##### BEREITGESTELLTES MATERIAL

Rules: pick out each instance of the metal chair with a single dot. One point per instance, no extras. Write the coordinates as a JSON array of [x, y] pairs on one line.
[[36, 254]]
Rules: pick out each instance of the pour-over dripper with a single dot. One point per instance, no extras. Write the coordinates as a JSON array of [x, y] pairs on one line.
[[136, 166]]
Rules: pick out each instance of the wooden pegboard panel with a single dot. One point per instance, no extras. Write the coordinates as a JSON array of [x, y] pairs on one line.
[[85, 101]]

##########
##### BEREITGESTELLTES MATERIAL

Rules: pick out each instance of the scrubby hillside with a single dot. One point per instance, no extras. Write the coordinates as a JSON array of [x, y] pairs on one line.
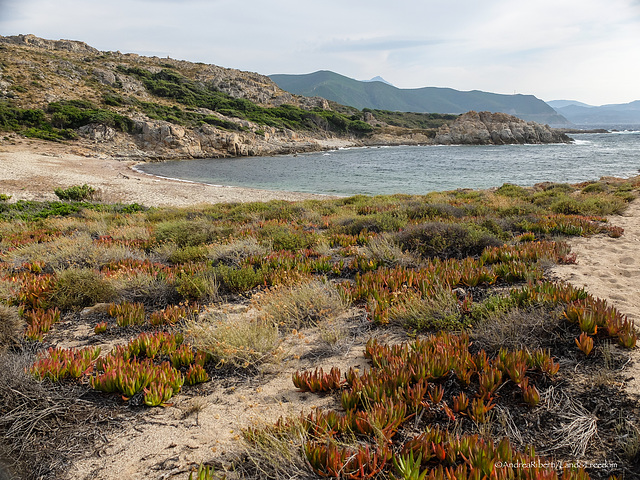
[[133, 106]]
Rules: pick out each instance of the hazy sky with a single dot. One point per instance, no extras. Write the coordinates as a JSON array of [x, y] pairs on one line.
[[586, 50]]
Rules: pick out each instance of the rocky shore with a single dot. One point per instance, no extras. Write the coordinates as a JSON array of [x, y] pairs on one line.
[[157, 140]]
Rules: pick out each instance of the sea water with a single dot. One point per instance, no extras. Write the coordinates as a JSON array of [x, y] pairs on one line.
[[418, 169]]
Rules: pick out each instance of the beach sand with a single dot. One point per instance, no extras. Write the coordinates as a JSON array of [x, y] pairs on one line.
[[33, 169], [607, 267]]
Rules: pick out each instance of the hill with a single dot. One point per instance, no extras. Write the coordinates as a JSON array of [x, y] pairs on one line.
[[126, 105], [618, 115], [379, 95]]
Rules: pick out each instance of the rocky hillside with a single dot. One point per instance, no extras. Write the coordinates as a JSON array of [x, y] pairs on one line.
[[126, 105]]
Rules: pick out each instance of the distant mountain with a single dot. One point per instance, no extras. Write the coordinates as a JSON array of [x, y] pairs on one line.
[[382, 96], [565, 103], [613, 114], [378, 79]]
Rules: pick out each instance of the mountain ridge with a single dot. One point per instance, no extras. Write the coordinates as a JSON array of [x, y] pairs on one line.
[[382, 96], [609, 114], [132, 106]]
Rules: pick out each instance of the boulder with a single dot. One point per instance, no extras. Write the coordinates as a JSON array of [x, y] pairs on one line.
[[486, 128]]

##########
##### BEREITGESTELLTES MATERIAL

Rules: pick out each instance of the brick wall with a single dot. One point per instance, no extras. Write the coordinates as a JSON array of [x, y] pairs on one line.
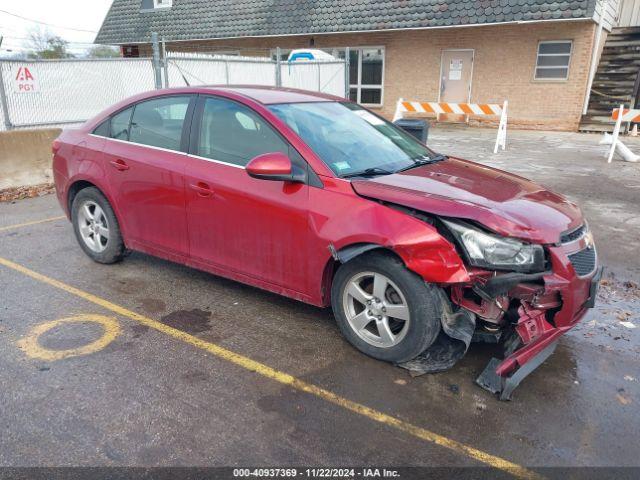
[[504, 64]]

##########

Gib die Zeilen der Auflistung als JSON-Liste von Zeichenketten aus, eine Zeichenkette je Zeile und ohne Leerzeilen. Beginne mit der Zeile, die „Rules: pick out each instance of the metal“ enthält, und ende nach der Zeile, die „[[85, 101]]“ enthält.

SCHRIFTLICHE ANTWORT:
[
  "Rules: pick out each instance of the metal chair with a single dot. One point per instance, no extras. Write the coordinates as a JSON array of [x, y] pairs on one line.",
  "[[36, 254]]",
  "Rules: pick out each instance of the pour-over dripper with a single dot. One point per instance, no extras. Write the coordinates as a JSON array of [x, y] pairs on one line.",
  "[[136, 166]]",
  "Rules: pick out each instance of the wooden pegboard panel with a single dot. One point per instance, no extras. Write the coordinates as a JSON array of [x, y] pairs on one line.",
  "[[85, 101]]"
]